## [本文]
妻の判断材料に、治療のメリット・デメリットを書き出した夫
妻が乳がんになったら、夫はどうするべきか。
8年前に妻が乳がんと診断された銀行員は、医師の話を聞き、治療法のメリットとデメリットをわかりやすくまとめて妻の判断材料を作った。「会社で仕事をするように情報を分析しました。僕のやれることをまずやりました」と語る。
夫にやってほしい家事を妻からリストに書いてもらった人もいる。具体的に伝えてもらうことで、お互いにストレスをためずにすむと考えたそうだ。山内医師は「サポート事項の見える化です。言葉に出さないといけません」という。
そういう夫にNHKが妻から手紙を書いてもらったところ、「共有して生きることが闘病に役立った」「あなたの親切は私のお守りです」といった言葉がある一方で、「告知したばかりの時は一緒に闘おうと涙してくれたのに、このごろはたまに優しい言葉をかけてもらいたい」というものもあった。その夫は「気のゆるみを指摘され、反省しました」。
では、独身の女性はどうしたらいいのか。

## [記録データ]

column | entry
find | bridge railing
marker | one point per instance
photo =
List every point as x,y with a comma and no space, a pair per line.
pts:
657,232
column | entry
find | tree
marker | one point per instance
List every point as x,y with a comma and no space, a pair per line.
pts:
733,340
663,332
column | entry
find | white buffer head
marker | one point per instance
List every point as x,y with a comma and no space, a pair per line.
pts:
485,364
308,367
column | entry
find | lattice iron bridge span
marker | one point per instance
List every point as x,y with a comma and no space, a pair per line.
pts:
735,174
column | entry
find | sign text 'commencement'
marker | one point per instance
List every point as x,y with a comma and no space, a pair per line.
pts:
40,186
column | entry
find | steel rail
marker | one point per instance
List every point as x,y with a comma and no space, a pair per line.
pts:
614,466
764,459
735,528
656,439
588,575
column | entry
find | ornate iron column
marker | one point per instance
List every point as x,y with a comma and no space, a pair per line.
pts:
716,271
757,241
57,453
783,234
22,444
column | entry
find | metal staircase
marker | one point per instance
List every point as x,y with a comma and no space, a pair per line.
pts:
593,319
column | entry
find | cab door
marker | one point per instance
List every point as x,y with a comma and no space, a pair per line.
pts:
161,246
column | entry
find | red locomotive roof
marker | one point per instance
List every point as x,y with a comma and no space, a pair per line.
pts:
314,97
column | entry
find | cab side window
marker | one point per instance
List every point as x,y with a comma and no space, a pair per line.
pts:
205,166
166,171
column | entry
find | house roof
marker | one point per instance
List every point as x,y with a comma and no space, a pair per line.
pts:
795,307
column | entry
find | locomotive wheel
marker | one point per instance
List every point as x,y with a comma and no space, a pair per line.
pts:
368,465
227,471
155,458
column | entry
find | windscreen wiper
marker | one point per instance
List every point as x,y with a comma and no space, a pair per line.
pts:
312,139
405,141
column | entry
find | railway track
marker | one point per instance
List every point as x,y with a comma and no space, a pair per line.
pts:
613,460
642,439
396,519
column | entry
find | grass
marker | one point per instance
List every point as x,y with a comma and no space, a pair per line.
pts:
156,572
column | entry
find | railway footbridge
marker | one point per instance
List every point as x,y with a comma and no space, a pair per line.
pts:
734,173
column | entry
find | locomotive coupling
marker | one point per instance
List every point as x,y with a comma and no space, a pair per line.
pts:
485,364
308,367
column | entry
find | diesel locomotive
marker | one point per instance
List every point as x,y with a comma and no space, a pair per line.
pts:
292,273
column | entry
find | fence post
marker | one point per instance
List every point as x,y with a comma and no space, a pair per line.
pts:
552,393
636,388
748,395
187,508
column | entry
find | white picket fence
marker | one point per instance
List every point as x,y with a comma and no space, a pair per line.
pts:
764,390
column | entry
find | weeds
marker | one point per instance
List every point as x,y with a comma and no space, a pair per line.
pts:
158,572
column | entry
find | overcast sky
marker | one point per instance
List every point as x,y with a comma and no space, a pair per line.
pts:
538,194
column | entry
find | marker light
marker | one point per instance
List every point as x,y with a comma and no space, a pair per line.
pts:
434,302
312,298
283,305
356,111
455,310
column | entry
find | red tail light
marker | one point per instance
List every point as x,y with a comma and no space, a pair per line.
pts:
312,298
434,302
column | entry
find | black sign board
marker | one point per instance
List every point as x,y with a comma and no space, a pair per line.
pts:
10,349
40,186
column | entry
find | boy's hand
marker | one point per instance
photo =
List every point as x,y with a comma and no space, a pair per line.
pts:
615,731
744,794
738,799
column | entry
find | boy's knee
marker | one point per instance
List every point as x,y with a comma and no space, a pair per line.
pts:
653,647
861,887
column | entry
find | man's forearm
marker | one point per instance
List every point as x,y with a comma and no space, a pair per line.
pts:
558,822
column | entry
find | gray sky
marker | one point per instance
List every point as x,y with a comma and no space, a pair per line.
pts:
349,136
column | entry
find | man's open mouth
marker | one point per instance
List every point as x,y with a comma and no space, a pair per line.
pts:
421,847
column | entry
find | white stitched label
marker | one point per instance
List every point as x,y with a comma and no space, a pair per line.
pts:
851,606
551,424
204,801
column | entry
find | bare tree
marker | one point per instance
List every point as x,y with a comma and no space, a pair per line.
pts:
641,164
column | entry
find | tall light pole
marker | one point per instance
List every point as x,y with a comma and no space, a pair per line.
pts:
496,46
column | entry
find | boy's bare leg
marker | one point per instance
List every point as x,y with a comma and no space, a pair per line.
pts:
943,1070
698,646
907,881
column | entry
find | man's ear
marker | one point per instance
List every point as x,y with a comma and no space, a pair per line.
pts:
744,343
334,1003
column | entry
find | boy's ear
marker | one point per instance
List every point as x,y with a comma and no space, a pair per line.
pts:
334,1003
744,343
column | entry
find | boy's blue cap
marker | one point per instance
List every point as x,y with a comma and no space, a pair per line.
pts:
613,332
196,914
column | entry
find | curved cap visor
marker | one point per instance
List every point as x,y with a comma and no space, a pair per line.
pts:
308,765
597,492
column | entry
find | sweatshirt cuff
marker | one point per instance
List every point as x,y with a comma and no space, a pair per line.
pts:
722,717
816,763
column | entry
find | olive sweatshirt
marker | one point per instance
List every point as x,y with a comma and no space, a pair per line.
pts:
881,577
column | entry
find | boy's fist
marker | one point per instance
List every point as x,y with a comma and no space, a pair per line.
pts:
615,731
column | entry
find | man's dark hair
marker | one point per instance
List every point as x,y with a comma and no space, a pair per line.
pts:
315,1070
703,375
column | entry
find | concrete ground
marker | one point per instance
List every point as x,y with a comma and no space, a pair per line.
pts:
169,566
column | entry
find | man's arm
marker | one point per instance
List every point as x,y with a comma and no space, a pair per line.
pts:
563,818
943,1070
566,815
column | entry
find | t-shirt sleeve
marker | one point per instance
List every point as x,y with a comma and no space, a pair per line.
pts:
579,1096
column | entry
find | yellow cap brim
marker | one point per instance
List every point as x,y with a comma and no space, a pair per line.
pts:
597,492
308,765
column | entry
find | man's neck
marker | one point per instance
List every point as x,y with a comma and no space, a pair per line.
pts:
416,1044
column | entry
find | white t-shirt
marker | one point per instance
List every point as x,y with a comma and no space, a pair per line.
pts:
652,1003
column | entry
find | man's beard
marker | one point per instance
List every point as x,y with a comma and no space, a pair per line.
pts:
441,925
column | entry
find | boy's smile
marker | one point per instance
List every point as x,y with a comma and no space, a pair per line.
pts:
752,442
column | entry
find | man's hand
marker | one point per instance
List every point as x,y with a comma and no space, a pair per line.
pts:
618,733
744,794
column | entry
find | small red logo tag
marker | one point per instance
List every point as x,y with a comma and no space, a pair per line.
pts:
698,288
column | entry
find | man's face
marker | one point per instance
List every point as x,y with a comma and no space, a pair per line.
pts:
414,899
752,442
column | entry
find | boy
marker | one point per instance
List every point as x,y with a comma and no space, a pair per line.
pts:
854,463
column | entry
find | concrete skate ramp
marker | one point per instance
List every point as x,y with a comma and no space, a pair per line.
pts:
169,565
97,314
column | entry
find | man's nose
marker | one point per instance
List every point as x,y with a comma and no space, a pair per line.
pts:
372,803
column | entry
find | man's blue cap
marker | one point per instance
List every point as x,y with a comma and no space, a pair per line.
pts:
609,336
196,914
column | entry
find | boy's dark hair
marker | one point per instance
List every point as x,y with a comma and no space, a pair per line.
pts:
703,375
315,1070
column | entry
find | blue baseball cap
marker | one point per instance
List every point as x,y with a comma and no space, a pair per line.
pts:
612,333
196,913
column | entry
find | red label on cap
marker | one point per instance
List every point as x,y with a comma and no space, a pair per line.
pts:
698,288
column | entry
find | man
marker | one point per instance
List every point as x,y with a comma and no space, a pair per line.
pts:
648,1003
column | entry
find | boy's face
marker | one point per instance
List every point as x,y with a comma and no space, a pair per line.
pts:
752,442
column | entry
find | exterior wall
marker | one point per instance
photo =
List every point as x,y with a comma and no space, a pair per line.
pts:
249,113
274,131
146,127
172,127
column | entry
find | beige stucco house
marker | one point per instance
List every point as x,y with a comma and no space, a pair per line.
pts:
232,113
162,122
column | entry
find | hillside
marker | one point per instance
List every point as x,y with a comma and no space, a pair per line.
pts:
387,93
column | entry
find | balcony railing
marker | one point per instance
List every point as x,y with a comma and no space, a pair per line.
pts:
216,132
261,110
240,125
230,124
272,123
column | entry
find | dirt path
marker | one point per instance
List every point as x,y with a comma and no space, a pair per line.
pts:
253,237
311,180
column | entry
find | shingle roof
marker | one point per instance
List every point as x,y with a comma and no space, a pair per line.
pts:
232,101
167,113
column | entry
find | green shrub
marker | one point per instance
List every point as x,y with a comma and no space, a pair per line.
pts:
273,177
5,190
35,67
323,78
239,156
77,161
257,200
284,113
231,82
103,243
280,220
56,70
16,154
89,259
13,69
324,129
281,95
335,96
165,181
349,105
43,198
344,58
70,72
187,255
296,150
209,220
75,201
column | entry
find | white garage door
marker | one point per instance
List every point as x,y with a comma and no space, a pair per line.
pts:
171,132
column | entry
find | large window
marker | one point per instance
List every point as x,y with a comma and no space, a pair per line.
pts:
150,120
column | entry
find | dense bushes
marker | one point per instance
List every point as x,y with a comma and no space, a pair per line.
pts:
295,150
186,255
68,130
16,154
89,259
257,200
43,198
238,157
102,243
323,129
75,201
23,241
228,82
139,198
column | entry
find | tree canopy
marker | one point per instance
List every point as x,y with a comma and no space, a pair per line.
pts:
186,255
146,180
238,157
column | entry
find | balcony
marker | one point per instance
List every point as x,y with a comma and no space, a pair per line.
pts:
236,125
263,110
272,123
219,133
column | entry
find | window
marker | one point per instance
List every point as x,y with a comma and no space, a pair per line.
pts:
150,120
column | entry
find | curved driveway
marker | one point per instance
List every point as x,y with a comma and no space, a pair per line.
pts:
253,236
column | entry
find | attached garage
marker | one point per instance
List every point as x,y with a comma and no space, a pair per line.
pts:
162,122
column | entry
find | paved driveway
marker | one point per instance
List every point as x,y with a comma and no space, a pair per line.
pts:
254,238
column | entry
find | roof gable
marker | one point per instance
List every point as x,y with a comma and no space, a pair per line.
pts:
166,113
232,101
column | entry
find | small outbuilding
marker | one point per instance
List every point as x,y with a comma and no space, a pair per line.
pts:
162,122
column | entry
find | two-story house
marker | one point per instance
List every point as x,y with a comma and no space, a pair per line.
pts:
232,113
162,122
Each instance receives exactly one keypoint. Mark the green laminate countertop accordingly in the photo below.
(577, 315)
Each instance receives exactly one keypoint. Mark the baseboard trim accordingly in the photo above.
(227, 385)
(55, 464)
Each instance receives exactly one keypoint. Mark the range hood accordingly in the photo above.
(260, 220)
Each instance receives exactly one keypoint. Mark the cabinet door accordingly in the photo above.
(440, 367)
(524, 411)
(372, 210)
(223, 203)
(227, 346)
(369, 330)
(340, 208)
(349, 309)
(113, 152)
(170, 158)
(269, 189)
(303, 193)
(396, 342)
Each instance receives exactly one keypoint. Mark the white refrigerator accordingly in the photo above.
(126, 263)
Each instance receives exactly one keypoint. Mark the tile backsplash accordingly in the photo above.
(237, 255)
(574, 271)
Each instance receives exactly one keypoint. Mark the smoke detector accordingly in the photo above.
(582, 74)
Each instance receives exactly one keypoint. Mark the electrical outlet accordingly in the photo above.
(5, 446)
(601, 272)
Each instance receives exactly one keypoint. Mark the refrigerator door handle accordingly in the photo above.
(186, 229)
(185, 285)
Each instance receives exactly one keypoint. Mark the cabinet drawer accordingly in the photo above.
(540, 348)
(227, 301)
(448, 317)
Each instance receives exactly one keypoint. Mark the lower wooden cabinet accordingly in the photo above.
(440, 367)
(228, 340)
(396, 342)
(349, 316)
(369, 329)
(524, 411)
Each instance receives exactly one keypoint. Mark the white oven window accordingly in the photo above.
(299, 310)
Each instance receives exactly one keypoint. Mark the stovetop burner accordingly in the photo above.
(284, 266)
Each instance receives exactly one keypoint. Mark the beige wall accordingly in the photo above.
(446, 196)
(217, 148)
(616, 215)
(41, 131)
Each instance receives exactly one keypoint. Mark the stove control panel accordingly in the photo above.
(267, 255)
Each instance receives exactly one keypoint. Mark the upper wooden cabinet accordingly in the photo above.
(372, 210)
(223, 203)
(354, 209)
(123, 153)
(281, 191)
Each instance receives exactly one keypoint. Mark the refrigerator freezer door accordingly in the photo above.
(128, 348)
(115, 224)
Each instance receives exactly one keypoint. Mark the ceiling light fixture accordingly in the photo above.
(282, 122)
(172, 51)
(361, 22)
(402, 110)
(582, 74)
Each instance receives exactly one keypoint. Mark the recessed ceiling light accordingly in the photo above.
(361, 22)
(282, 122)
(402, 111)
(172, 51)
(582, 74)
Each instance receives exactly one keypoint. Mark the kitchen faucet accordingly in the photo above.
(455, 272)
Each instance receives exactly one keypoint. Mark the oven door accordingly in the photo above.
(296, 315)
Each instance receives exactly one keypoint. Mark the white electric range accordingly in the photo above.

## [指示 A]
乳がんの妻を支える夫についての本文で、8年前に妻が乳がんと診断された銀行員は妻の判断材料として何を作りましたか。
## [指示 B]
乳がんの妻を支える夫についての本文を、最後の文の後から書き継いでください。
項目はこの作業には関係しません。

## [解答 A]
治療法のメリットとデメリットをわかりやすくまとめたものです。

## [解答 B]
友達には言えないと悩む人もいる。がん診療連携拠点病院など全国400を超す施設に相談支援センターがある。ステージ1でも無料で相談できる。「診断されたときから相談できるので、ぜひ」と山内医師は薦める。
もちろん、それ以前に必要なのはがん検診だ。検診自体を怖がって受けない人が今も多い。山内医師は「私も受けてきました。もしがんと診断されても、輝いて生きている人はいっぱいいます」と語る。
シリコーンの挿入や自分の脂肪を移植する乳房再生の技術も確立され、今は保険も適用される。患者により治療法を選べる時代がきている。「選びながら自分らしく生きることの大切さを感じました」という、取材した鎌倉千秋アナの感想が現状を示している。
乳房再生の悩みにも「サポートする動きが広がっています」と山内医師は話す。